§ Set task: Substitute "fill rule" for "hole rule" in the lines running from the one containing "outline white wooden table, every instance" through the end of the records, inclusive, and give those lines again with nothing else altered.

[Dataset rows]
──────────

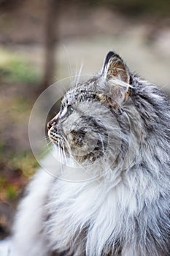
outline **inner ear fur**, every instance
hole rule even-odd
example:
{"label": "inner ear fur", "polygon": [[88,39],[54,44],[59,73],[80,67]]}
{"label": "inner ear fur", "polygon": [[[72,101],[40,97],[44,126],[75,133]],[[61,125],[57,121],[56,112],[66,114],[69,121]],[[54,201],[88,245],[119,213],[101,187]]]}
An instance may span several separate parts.
{"label": "inner ear fur", "polygon": [[118,54],[110,51],[105,59],[104,72],[108,79],[116,78],[126,83],[130,82],[129,70]]}

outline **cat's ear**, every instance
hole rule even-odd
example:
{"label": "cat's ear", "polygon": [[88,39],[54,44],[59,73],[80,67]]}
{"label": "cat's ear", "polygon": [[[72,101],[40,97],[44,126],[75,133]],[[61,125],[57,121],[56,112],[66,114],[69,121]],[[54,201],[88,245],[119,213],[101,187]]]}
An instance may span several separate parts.
{"label": "cat's ear", "polygon": [[118,54],[109,51],[105,59],[102,75],[107,79],[117,78],[129,83],[130,75],[128,68]]}

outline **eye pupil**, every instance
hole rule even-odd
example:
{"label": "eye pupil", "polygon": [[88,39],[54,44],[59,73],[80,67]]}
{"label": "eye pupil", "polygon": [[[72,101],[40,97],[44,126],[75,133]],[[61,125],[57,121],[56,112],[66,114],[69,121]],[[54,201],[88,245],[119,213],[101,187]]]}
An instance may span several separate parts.
{"label": "eye pupil", "polygon": [[72,115],[72,113],[73,113],[74,110],[74,108],[72,106],[69,106],[68,108],[67,108],[67,115],[68,116]]}

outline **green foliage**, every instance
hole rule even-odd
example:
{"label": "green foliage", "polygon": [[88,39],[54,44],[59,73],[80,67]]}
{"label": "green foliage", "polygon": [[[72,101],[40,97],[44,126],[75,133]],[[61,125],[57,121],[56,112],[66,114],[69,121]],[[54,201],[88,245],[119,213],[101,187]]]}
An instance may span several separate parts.
{"label": "green foliage", "polygon": [[0,49],[0,77],[6,83],[37,84],[41,74],[23,58]]}
{"label": "green foliage", "polygon": [[4,81],[37,84],[40,75],[34,67],[21,59],[12,59],[2,68],[1,75]]}

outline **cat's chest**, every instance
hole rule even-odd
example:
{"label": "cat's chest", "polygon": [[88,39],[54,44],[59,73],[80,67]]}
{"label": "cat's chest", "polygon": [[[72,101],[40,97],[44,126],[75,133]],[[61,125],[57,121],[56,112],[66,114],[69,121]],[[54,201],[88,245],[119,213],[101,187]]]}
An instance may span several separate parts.
{"label": "cat's chest", "polygon": [[70,227],[86,226],[102,221],[115,226],[117,222],[120,223],[123,211],[128,210],[133,215],[136,208],[135,195],[123,184],[109,188],[107,184],[97,182],[86,185],[58,182],[50,194],[51,221],[56,225],[60,222],[59,225],[63,222],[70,223]]}

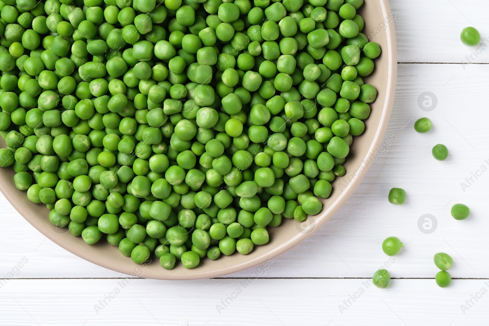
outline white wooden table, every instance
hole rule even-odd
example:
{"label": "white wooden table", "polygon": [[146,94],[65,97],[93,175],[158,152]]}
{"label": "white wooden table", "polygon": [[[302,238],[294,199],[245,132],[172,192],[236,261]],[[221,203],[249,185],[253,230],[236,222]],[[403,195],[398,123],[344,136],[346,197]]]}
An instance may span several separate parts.
{"label": "white wooden table", "polygon": [[[0,325],[488,325],[489,39],[478,49],[459,36],[473,25],[489,37],[489,3],[390,2],[400,63],[393,140],[324,227],[268,265],[229,277],[126,279],[46,239],[2,196]],[[437,99],[430,112],[418,104],[425,92]],[[427,134],[413,128],[422,116],[433,122]],[[445,161],[431,155],[437,143],[450,151]],[[389,203],[392,187],[406,190],[407,205]],[[470,207],[467,219],[451,217],[457,202]],[[437,222],[429,234],[418,227],[427,214]],[[390,236],[408,243],[390,260],[381,249]],[[440,251],[455,262],[446,288],[434,280]],[[381,266],[394,278],[386,289],[370,283]]]}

──────────

§ Solution:
outline white wooden table, every instance
fill rule even-odd
example:
{"label": "white wooden table", "polygon": [[146,94],[65,97],[93,175],[158,152]]}
{"label": "white wooden table", "polygon": [[[302,238],[294,199],[245,132],[172,192],[236,261]],[[221,203],[249,185],[253,230],[236,222]],[[403,195],[398,123],[344,136],[346,197]]]}
An instance may span several separate parts.
{"label": "white wooden table", "polygon": [[[0,325],[488,325],[489,39],[478,49],[459,36],[473,25],[489,37],[489,3],[390,2],[400,63],[393,140],[324,227],[268,265],[229,277],[126,279],[46,239],[2,196]],[[437,99],[430,112],[418,104],[425,92]],[[427,134],[413,128],[422,116],[433,122]],[[445,161],[431,155],[437,143],[450,151]],[[389,203],[392,187],[406,190],[407,205]],[[470,207],[467,219],[451,217],[457,202]],[[437,222],[429,234],[418,227],[427,214]],[[390,236],[408,243],[390,260],[381,249]],[[440,251],[455,262],[446,288],[434,280]],[[381,266],[394,278],[386,289],[370,283]]]}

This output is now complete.